§ **Information supplied**
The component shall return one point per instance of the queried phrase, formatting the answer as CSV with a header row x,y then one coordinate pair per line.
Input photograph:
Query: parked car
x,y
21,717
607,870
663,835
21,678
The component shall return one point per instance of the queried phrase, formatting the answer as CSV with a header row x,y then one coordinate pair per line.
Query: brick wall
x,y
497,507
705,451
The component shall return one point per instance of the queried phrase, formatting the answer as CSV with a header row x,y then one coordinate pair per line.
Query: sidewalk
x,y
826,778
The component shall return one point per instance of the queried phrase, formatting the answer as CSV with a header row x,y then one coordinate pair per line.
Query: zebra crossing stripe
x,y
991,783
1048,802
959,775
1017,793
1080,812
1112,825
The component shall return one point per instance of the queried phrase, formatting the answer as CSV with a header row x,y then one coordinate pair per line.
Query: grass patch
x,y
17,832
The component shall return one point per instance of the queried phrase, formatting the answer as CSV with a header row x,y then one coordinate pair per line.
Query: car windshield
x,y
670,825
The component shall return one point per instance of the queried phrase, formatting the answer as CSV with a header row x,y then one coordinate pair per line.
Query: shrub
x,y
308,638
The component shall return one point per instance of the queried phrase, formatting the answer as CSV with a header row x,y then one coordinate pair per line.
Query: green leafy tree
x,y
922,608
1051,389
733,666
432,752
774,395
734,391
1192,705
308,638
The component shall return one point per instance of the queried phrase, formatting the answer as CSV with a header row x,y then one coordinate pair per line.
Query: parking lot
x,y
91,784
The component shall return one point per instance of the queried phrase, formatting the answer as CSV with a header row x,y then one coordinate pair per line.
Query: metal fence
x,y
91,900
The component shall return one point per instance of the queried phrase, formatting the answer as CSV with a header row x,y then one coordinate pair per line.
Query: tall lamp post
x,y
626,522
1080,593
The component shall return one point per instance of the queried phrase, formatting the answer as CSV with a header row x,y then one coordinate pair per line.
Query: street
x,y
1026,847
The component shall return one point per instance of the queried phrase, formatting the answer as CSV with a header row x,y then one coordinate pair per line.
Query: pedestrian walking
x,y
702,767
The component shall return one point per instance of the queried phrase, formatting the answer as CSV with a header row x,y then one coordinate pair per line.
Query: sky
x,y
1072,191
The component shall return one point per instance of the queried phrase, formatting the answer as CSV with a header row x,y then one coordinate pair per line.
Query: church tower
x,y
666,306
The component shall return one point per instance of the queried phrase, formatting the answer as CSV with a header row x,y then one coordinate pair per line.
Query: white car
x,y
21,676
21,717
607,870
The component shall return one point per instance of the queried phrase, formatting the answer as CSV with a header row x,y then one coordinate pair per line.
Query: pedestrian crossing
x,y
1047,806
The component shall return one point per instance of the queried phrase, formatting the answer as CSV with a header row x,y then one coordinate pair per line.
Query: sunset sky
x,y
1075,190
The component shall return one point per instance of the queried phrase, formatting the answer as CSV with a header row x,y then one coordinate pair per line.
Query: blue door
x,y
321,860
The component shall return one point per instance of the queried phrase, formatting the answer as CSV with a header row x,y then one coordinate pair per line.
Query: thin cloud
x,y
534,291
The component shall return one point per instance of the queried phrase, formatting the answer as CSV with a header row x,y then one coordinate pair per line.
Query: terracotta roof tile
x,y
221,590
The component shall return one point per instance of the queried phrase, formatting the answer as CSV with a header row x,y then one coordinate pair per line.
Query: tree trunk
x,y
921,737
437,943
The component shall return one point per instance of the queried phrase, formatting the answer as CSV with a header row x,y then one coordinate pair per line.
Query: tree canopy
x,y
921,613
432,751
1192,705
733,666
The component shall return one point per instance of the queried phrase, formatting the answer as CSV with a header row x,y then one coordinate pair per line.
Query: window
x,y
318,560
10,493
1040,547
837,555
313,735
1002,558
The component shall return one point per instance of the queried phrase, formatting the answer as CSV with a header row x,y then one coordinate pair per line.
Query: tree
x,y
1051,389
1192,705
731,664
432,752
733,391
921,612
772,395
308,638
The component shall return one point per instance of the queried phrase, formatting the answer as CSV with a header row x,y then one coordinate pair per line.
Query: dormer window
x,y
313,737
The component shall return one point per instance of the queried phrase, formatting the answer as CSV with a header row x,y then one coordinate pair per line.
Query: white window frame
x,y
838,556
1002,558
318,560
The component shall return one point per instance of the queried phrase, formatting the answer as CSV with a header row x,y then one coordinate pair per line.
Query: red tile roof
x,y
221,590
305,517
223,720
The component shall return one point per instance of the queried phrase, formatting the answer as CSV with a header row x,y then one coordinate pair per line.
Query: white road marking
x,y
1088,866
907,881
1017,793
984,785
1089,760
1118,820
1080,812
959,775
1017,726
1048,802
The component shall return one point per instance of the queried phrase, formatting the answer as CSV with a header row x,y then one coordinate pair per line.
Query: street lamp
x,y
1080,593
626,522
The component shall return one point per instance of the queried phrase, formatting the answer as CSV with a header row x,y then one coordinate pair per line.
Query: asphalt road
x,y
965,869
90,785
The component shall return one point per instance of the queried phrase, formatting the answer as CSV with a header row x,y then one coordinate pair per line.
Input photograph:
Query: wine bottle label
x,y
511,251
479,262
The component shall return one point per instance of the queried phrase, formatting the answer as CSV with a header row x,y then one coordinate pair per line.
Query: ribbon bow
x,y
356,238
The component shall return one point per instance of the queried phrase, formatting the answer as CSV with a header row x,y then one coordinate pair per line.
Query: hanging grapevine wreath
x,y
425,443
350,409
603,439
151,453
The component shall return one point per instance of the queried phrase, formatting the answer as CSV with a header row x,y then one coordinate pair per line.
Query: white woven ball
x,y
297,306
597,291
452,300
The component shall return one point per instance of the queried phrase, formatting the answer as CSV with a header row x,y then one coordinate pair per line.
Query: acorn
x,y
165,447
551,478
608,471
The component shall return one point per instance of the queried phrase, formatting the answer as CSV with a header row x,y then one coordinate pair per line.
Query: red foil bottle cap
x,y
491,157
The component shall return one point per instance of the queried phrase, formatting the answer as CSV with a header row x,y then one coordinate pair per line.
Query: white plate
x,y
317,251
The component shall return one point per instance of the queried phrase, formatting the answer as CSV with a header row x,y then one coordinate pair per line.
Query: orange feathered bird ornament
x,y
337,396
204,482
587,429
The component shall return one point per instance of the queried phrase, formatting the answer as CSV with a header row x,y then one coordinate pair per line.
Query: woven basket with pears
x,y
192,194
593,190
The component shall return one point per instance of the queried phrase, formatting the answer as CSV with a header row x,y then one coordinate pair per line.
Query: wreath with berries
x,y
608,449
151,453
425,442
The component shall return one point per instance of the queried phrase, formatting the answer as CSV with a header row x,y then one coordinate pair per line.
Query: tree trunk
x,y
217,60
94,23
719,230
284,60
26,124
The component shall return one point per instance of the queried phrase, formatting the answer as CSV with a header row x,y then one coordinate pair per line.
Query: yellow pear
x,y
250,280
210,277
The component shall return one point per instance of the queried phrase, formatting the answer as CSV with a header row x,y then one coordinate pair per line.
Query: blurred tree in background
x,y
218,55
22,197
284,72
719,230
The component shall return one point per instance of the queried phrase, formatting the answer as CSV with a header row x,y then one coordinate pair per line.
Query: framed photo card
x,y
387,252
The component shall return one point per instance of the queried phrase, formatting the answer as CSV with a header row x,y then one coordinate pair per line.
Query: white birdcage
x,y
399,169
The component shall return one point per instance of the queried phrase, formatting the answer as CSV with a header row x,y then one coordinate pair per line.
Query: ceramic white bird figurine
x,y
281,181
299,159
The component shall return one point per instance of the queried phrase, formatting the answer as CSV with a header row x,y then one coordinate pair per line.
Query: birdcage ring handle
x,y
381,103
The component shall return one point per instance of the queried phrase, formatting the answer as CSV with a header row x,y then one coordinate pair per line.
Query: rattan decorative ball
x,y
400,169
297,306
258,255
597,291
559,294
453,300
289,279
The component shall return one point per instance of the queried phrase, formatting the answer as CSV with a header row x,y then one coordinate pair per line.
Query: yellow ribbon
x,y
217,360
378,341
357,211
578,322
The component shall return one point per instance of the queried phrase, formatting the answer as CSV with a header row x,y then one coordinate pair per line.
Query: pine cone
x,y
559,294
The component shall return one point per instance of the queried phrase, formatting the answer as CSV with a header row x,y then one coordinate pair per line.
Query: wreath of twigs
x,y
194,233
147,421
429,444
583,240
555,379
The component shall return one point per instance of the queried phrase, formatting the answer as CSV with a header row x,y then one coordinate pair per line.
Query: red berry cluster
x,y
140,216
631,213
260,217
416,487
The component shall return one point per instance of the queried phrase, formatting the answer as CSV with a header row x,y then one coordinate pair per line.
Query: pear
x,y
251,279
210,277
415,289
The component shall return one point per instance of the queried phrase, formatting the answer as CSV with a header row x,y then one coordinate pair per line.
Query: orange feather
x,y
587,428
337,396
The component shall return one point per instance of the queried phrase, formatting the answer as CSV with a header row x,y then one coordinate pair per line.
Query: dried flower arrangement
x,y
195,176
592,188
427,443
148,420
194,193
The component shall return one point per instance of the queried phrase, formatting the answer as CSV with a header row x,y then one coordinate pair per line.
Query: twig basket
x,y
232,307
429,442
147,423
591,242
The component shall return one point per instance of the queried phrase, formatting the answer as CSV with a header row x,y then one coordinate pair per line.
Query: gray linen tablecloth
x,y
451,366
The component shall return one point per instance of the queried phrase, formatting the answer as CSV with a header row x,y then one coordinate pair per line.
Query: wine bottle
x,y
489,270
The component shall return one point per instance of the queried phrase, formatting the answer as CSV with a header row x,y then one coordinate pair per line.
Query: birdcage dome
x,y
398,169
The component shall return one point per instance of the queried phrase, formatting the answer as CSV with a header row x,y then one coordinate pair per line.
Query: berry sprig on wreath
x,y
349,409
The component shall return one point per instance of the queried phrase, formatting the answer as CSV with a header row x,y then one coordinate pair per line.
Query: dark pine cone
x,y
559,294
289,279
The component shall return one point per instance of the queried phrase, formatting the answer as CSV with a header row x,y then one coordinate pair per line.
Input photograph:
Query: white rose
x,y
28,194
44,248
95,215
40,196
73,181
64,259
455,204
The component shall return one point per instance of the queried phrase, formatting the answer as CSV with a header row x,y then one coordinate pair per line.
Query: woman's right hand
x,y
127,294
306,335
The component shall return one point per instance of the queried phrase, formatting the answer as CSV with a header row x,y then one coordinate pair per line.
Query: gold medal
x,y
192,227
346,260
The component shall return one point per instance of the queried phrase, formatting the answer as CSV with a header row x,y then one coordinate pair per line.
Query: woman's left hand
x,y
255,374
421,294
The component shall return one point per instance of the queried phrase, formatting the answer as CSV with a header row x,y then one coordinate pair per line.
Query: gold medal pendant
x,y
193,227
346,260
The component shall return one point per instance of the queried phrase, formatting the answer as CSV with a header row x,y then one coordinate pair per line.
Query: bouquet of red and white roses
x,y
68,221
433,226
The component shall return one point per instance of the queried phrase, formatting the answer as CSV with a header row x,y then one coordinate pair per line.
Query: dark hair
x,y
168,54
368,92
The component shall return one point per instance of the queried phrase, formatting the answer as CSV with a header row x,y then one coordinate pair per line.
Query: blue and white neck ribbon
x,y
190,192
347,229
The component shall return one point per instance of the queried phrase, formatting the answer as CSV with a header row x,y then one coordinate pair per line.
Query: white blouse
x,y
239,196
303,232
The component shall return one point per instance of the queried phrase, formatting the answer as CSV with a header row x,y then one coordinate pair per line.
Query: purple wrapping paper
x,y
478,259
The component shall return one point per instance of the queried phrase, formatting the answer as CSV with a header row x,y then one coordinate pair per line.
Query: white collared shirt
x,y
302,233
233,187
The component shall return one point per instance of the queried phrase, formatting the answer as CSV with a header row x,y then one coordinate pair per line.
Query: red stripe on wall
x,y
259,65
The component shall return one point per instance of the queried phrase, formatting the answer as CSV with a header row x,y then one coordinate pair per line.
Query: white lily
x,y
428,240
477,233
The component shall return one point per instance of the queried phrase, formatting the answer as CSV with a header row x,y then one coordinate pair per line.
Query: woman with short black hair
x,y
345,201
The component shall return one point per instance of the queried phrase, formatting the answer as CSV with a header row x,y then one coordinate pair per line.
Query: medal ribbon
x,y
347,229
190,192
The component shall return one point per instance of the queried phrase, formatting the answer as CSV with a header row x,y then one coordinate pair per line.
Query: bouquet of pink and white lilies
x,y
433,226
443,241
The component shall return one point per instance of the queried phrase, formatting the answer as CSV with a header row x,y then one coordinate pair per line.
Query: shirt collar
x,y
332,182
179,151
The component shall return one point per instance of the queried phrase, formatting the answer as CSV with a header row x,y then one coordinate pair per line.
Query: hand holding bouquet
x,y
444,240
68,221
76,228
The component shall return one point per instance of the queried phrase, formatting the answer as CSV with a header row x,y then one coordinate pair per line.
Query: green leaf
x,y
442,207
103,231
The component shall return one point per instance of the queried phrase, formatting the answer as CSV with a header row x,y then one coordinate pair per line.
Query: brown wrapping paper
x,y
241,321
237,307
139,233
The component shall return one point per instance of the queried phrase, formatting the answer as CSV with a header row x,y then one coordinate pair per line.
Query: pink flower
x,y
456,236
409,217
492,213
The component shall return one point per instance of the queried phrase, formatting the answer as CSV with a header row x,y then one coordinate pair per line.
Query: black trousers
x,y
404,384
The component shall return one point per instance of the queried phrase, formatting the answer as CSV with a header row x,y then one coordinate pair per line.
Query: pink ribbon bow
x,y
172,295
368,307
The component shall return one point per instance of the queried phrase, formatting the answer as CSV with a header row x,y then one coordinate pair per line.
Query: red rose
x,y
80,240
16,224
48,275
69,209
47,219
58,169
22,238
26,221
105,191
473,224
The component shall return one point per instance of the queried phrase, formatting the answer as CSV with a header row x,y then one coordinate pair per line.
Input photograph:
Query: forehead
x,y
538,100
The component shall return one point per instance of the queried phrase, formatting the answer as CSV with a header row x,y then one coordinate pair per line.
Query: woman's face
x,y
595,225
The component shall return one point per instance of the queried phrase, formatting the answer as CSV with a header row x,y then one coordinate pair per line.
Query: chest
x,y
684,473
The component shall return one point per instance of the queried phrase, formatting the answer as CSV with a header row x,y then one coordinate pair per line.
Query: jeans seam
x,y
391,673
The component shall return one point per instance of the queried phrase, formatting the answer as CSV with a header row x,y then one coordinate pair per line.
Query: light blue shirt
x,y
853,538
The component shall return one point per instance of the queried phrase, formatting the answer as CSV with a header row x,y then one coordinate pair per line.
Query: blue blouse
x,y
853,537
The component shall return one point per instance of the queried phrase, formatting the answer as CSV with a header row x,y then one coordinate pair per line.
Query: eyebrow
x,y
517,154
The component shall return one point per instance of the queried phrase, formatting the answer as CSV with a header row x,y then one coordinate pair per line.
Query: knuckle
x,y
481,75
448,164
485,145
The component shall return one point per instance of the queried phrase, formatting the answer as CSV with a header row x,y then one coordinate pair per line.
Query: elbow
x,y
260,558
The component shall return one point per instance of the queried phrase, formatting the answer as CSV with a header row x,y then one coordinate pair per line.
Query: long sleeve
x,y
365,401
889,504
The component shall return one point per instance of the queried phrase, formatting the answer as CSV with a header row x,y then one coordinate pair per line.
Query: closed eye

§ **Job**
How many lines in the entries above contain the word "roof"? Give only the number.

§ **Problem solution**
2